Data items
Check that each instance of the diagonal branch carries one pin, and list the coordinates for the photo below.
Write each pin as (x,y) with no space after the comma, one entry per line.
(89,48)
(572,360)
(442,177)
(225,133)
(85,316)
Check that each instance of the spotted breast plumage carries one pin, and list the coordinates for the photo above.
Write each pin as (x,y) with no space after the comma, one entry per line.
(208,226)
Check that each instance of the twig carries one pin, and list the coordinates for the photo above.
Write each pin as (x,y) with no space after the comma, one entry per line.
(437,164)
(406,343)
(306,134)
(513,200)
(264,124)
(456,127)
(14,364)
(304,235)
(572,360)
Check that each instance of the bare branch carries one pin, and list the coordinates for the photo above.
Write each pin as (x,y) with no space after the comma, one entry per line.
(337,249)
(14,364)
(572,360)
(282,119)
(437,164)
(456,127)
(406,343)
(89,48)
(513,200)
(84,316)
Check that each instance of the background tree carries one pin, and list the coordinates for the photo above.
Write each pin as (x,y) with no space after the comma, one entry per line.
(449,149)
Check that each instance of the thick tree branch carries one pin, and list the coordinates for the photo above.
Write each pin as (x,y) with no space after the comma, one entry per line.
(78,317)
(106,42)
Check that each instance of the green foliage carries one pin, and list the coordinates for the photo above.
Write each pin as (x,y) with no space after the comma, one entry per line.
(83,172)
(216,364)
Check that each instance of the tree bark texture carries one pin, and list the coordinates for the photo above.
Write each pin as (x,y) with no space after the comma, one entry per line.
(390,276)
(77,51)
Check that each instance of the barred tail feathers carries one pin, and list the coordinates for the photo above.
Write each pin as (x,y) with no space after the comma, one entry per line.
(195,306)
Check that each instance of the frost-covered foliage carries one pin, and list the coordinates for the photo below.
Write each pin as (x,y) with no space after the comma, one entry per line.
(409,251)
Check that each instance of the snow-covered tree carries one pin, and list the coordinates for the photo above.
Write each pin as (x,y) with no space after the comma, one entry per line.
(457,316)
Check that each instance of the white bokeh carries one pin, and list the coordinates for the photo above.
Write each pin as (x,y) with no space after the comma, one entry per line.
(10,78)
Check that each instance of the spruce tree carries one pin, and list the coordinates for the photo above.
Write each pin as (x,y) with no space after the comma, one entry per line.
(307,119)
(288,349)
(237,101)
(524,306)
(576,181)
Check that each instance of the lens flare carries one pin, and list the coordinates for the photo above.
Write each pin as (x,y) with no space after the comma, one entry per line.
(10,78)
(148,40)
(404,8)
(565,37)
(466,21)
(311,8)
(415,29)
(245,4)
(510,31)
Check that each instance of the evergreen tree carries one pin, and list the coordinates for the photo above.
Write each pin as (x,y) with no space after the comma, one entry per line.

= WORK INSTRUCTIONS =
Could you retype each record exactly as it appears?

= THE COMPLETED TASK =
Check that each instance of the diagonal branch carries one pin, and list the coordinates for the photo below.
Write each pin as (x,y) with no space after the comma, one entry per line.
(89,48)
(572,360)
(442,177)
(225,133)
(85,316)
Check that each instance of the spotted breast plumage carries one pin, and list the coordinates for the photo above.
Write each pin as (x,y) with no space after the comma, one entry per line.
(208,226)
Check that each instance of the twig carries one pin, and list the coordinates for the photo above.
Write each pin as (x,y) with no space after the comma, one entry per line.
(437,164)
(406,343)
(306,134)
(513,200)
(264,124)
(456,127)
(14,364)
(304,235)
(572,360)
Check that each instance of the bare branch carries one pin, and list the coordinates for the photo above.
Write each pin as (x,y) with no space after the comma, one entry per line.
(337,249)
(14,364)
(572,360)
(282,119)
(437,164)
(456,127)
(406,343)
(89,48)
(513,200)
(84,316)
Check that each instance of the background tree carries one pin, and list the coordinates for the photo above.
Write each pin as (x,y) with no space after the comma, one entry per line.
(449,149)
Check that each instance of the thick tree branch carries one pin, and list the coordinates for the photo above.
Write each pin as (x,y) with no space after the comma, one entry per line.
(78,317)
(106,42)
Check that each instance of the green foliage carries one pin, and list the coordinates for the photo above.
Write each pin as (x,y) with no space after the comma, one entry per line.
(83,172)
(216,364)
Check that each instance of the tree bark texture carries one pin, and list the coordinates for the photo above.
Write each pin as (x,y) with no space after the comma, one entry per line.
(390,276)
(77,51)
Check that each instance of the barred tail feathers carries one pin, and list the coordinates for the photo above.
Write each pin as (x,y) with no space after the comma, one entry per line.
(195,306)
Check that each instance of the frost-covered foliage carries one pin, and list the coordinates for the photo below.
Write each pin as (x,y) with no space after the comma, one entry per line.
(409,251)
Check that each instance of the snow-covered tree carries one pin, and list the coordinates for the photo above.
Write each pin as (x,y) with no space after the comma, one entry per line.
(457,316)
Check that each instance of the white bokeh carries one pin, and list the coordinates for the photo above.
Write each pin as (x,y) with no space after the comma, one entry per line.
(10,78)
Check that each instance of the spruce tree carries one pin, and list the coordinates for the photo above.
Write each pin as (x,y) with no space after the comma, one entry per line.
(307,119)
(288,349)
(237,101)
(524,306)
(576,181)
Check that each instance of the lens flare carries one pin, and list the coordinates for the photo above.
Write each pin as (x,y) with no space after the comma, one entry per line.
(10,78)
(148,40)
(404,8)
(565,37)
(466,21)
(311,8)
(415,29)
(245,4)
(510,31)
Check that each instance of the evergreen tree carries one pin, and list the coordinates for the photo above.
Write each pin as (x,y) with no space after the comma, one entry per line.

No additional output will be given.